--- Directions for this task ---
Extract the data exactly, missing nothing.

[Dataset entries]
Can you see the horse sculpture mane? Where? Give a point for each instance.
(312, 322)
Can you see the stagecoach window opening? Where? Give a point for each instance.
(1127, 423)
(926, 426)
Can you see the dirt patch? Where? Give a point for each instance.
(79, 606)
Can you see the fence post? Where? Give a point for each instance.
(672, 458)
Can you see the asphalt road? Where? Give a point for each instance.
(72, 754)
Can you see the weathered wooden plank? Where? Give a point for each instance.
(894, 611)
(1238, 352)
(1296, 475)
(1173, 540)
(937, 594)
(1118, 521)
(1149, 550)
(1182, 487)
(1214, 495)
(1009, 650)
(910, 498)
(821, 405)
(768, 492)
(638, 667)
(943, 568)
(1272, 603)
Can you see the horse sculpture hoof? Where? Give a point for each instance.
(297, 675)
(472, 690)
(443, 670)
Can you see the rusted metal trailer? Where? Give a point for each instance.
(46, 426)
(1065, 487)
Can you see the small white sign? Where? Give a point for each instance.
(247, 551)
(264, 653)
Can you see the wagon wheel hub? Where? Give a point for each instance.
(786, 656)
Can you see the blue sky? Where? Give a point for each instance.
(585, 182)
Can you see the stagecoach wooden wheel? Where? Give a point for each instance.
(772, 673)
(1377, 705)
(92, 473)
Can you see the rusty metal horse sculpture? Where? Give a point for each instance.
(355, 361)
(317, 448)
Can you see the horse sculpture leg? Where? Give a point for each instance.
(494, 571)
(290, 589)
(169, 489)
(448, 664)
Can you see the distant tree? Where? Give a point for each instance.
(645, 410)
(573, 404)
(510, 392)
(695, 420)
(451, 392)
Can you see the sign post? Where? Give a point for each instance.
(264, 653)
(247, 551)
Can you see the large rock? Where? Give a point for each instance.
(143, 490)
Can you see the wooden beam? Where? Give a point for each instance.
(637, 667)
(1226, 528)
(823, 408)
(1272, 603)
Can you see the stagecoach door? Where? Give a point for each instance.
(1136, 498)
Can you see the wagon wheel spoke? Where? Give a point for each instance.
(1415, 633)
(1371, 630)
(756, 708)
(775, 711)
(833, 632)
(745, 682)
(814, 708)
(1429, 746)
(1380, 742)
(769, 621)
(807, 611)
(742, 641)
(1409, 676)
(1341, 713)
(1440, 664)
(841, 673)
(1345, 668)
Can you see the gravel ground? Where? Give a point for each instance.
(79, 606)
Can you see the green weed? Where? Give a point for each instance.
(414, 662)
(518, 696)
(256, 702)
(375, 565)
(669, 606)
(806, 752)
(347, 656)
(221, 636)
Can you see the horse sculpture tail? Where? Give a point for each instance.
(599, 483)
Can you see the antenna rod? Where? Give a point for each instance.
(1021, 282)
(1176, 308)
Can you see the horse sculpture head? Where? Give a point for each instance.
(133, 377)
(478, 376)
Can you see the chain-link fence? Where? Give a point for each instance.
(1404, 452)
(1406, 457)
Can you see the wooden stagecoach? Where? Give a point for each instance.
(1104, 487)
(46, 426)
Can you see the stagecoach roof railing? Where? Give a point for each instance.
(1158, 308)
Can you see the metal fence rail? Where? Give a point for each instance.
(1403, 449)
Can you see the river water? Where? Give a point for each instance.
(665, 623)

--- In response ---
Can you see the horse sculpture mane? Where? Give a point for each instance.
(312, 322)
Can you see the stagecoach window opening? Where? Give a point for each instance.
(1127, 423)
(926, 426)
Can you see the dirt patch? Where? Give a point for each instance.
(79, 606)
Can you see the fence post? Where? Give a point for each instance.
(672, 458)
Can you see the asphalt road? Where? Give a point for each instance.
(72, 754)
Can you see the weathered wooden plank? Where? Give a point for each instance.
(894, 611)
(1238, 352)
(1296, 475)
(1173, 540)
(937, 594)
(1118, 521)
(1149, 550)
(1182, 487)
(1214, 495)
(1009, 650)
(910, 498)
(821, 405)
(768, 492)
(638, 667)
(943, 568)
(1272, 603)
Can you see the horse sculpture hoof? Where? Give a point for each instance.
(297, 675)
(472, 690)
(443, 670)
Can you see the rusted metal trailer? Where? Give a point for each instance.
(46, 426)
(1065, 487)
Can you see the small white sign? Where? Give a point for each instance.
(247, 551)
(264, 653)
Can you see the wagon wheel hub? Where? Give a point for each instance.
(786, 656)
Can you see the blue sky? Where? Give a point for each instance.
(585, 182)
Can you see the stagecoach wooden wheel? Where? Give a point for each instance.
(772, 673)
(1377, 705)
(92, 473)
Can you see the rusty metal horse sculpture? Where? Give a point for each instance.
(355, 361)
(317, 448)
Can you see the horse sculpture leg? Where? Give a point for each instance.
(494, 571)
(290, 589)
(169, 489)
(448, 664)
Can you see the distant tree? Where? Give a point for each instance.
(645, 410)
(573, 404)
(510, 392)
(695, 420)
(451, 392)
Can you see the sign post? Where? Give a point for each instance.
(264, 653)
(247, 551)
Can you see the large rock? Where? Give a point for each instance.
(143, 490)
Can you see the wooden beam? Where? Give a point for each instance.
(637, 667)
(1226, 528)
(823, 408)
(1272, 603)
Can you see the stagecoach door? Where? Give a point for each instance.
(1136, 498)
Can you see the wagon wheel spoke? Where? Give a point for each instance.
(1415, 633)
(1371, 630)
(756, 708)
(775, 711)
(833, 632)
(745, 682)
(814, 708)
(1429, 746)
(1380, 742)
(769, 621)
(807, 611)
(742, 641)
(1409, 676)
(1341, 713)
(1440, 664)
(841, 673)
(1345, 668)
Can you see the gravel ground? Where? Give a point for each instance.
(79, 606)
Can you see the green weed? Where? Give a point for each instance.
(414, 662)
(518, 696)
(256, 702)
(375, 565)
(669, 606)
(806, 752)
(347, 656)
(221, 636)
Can you see the horse sculpture tail? Where? Give a point for each instance.
(599, 483)
Can you see the antenna rod? Where? Give a point for each instance.
(1021, 282)
(1176, 308)
Can you see the horse sculpture head? Where? Give a point for each instance.
(133, 377)
(478, 376)
Can you see the chain-link fence? Where? Give a point for each instance.
(1404, 452)
(1406, 457)
Can you see the wooden stagecoach? Where? Give a point for each instance.
(1104, 487)
(46, 426)
Can you see the stagecoach roof railing? Where? Give a point for each instance.
(1158, 308)
Can you see the metal fence rail? Where? Give a point for each instance.
(1403, 449)
Can you see the river water? Where? Give a point for each instance.
(665, 623)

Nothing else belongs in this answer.